Pointing dataset excerpts

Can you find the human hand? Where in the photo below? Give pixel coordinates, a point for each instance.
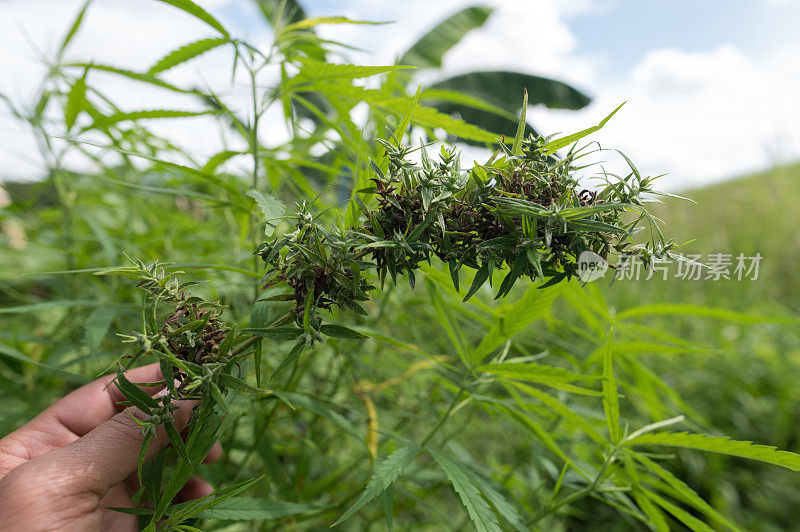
(61, 470)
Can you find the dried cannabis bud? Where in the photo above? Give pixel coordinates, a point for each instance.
(522, 211)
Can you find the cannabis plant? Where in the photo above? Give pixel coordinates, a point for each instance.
(379, 334)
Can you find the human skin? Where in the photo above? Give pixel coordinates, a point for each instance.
(61, 470)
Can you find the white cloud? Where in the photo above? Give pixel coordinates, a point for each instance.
(700, 117)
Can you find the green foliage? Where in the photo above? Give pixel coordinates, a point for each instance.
(428, 51)
(414, 408)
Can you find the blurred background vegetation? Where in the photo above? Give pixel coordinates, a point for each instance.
(715, 355)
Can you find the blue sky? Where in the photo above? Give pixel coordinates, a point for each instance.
(623, 29)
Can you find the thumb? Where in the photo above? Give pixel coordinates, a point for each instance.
(109, 453)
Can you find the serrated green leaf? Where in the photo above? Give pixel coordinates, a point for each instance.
(514, 318)
(247, 509)
(340, 331)
(196, 11)
(719, 444)
(517, 146)
(185, 53)
(463, 483)
(317, 71)
(76, 101)
(681, 309)
(235, 383)
(610, 398)
(76, 24)
(134, 394)
(552, 376)
(684, 492)
(176, 442)
(385, 474)
(146, 114)
(271, 207)
(555, 145)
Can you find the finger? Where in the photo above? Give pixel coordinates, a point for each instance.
(195, 488)
(109, 453)
(96, 402)
(69, 418)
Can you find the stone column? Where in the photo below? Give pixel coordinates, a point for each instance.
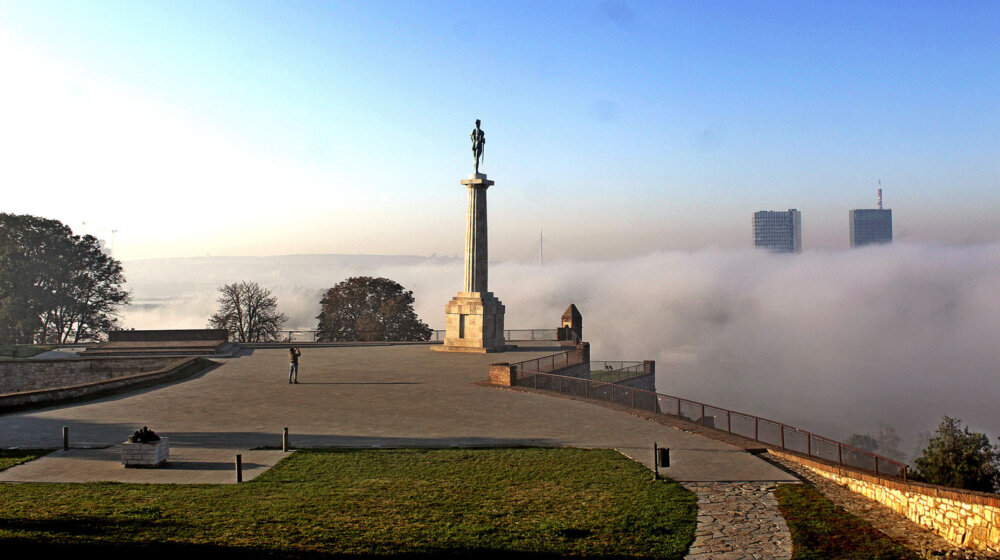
(474, 318)
(476, 244)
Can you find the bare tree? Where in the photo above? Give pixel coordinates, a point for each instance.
(369, 309)
(249, 312)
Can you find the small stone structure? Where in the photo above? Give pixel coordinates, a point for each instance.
(962, 517)
(474, 318)
(572, 323)
(147, 455)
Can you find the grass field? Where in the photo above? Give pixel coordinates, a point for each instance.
(11, 457)
(535, 503)
(822, 530)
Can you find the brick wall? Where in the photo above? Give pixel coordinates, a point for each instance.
(35, 375)
(962, 517)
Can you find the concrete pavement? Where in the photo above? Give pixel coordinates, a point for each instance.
(364, 396)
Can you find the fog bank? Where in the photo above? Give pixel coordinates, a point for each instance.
(834, 342)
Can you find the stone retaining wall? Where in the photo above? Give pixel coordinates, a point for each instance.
(36, 375)
(643, 381)
(177, 369)
(962, 517)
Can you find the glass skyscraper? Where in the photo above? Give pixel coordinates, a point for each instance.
(870, 226)
(777, 231)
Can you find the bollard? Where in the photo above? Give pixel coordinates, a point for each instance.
(664, 457)
(656, 465)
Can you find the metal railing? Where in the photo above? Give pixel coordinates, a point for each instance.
(763, 430)
(614, 371)
(311, 335)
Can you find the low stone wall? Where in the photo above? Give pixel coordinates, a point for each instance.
(178, 369)
(962, 517)
(35, 375)
(644, 381)
(171, 335)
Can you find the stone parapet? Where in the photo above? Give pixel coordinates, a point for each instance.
(36, 375)
(962, 517)
(503, 374)
(177, 369)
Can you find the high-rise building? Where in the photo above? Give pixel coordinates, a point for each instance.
(777, 231)
(871, 225)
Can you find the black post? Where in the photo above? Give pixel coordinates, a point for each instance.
(656, 463)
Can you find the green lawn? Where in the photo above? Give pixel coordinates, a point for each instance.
(352, 503)
(11, 457)
(822, 530)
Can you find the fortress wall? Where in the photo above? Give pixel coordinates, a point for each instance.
(962, 517)
(35, 375)
(644, 381)
(175, 369)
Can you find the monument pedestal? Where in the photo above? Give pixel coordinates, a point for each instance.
(474, 323)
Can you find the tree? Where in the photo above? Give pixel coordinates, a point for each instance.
(249, 312)
(864, 442)
(960, 458)
(369, 309)
(55, 287)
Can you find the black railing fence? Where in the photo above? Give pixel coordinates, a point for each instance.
(768, 432)
(312, 335)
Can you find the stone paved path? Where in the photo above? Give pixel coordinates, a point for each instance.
(738, 521)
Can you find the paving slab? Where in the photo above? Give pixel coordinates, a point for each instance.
(375, 396)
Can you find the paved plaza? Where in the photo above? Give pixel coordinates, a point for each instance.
(348, 396)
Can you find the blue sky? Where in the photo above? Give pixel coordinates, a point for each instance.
(239, 128)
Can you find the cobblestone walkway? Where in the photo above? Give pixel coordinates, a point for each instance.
(738, 521)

- Task: Write out each entry exactly as given, but skip the pictures.

- Complete output:
Can you find the human hand? Where in the photo below? Give pixel coordinates, a point for each instance.
(61, 470)
Can you find the dried cannabis bud? Where in the photo above? Give pixel coordinates, a point for each instance.
(522, 211)
Can you find the cannabis plant? Where in the photo above? Give pixel coordinates, a point for each instance.
(379, 334)
Can you find the human skin? Where in the photo above? Give pixel coordinates, a point for each instance.
(61, 470)
Can you find the white cloud? Where in the photo above? Give pixel coordinates, a point for each instance.
(700, 117)
Can you find the green foliage? Where in the photo above? Give pixel coordinates, a point for each instance.
(428, 51)
(414, 408)
Can you find the blurred background vegetation? Where in the photo above? Give pixel coordinates, a point for each instance.
(715, 355)
Can you find the blue sky? Where in the photo above? Give pixel coordinates, a point for each instance.
(623, 29)
Can you find the thumb? Where in the photo above? Give pixel coordinates, a point for each instance.
(109, 453)
Can you find the serrated green leaf? Where in the photo above? Give pixel coordinates, a point for each instance.
(514, 318)
(247, 509)
(340, 331)
(196, 11)
(719, 444)
(517, 146)
(185, 53)
(463, 483)
(317, 71)
(76, 101)
(681, 309)
(235, 383)
(610, 398)
(76, 24)
(134, 394)
(552, 376)
(684, 492)
(176, 442)
(385, 474)
(146, 114)
(271, 207)
(555, 145)
Can you find the finger? Where in the photo above? Give pixel coordinates, a point for each instance.
(195, 488)
(109, 453)
(96, 402)
(69, 418)
Can you find the stone column? Where in the photo below? Give pixel coordinates, a point for each instance.
(474, 318)
(476, 244)
Can you find the bare tree? Where in the photo above? Give pixel coordinates, a point for each instance.
(369, 309)
(249, 312)
Can you find the small stone structure? Where in the photo above? Give pixel coordinates, a point for each instance.
(962, 517)
(474, 318)
(572, 323)
(147, 455)
Can you find the grass field? Where in the photo above? Give pixel coordinates, a point for each instance.
(11, 457)
(535, 503)
(822, 530)
Can you find the brick wall? Where in the photo above? Give pixel coordinates, a point for each instance.
(35, 375)
(962, 517)
Can you find the concrete pavement? Where in the photo above? Give pixel coordinates, a point for each instance.
(364, 396)
Can you find the fog bank? Where in the photo above? Give pixel coordinates, a point for each instance.
(834, 342)
Can you find the stone retaining wall? Where in the photo above? Give pixel coordinates, a point for each instance.
(36, 375)
(643, 381)
(177, 369)
(962, 517)
Can you find the glass skyscraper? Where in the photo above? Give pixel coordinates, a point for each instance.
(870, 226)
(777, 231)
Can you find the bollard? Where in the photo above? Give pixel coordinates, a point for each instance.
(664, 457)
(656, 465)
Can you find the metal railing? Where in the photo above? Give pixel coordinates, a point for each instance.
(763, 430)
(614, 371)
(311, 335)
Can you find the low stone wall? Where in the photo above? Give pixel coordinates, a point for each instance.
(178, 369)
(962, 517)
(35, 375)
(644, 381)
(171, 335)
Can you find the stone parapet? Where in the photo above? Give pixel coordinates, a point for each instance.
(36, 375)
(962, 517)
(503, 374)
(177, 369)
Can you find the high-rise building? Where in the photo above? Give pixel coordinates, a point for each instance.
(777, 231)
(871, 225)
Can you find the black post? Where in the photo above? Give pixel coordinates, a point for each instance.
(656, 463)
Can you find the green lawn? Where in the photo above? Give pixel coordinates, a point for each instance.
(352, 503)
(11, 457)
(822, 530)
Can you find the fortress wall? Where in the photo above? Give pixel coordinates, a point for each instance.
(962, 517)
(35, 375)
(644, 381)
(175, 369)
Can you find the monument pedestal? Where in the photo above? Give pixel coordinates, a point for each instance.
(474, 323)
Can you find the tree? Where in the photo above? Give pixel coordinates, a point for each instance.
(249, 312)
(864, 442)
(960, 458)
(369, 309)
(55, 287)
Can you find the black railing fence? Where in the photo above? Give pixel coordinates, a point for each instance.
(768, 432)
(312, 335)
Can you find the stone paved path? Where in the photo above? Give pixel coordinates, a point for each instance.
(738, 521)
Can you find the paving slab? Where in the photo above? Give pixel coordinates, a point for each instance.
(375, 396)
Can you find the paved plaza? Where in the photo above? Give pixel coordinates, a point for each instance.
(348, 396)
Can you find the blue sky? Where in the photo above? Give pixel coordinates, a point for each instance.
(239, 128)
Can you find the cobblestone walkway? Where in the photo above? Give pixel coordinates, a point for each instance.
(738, 521)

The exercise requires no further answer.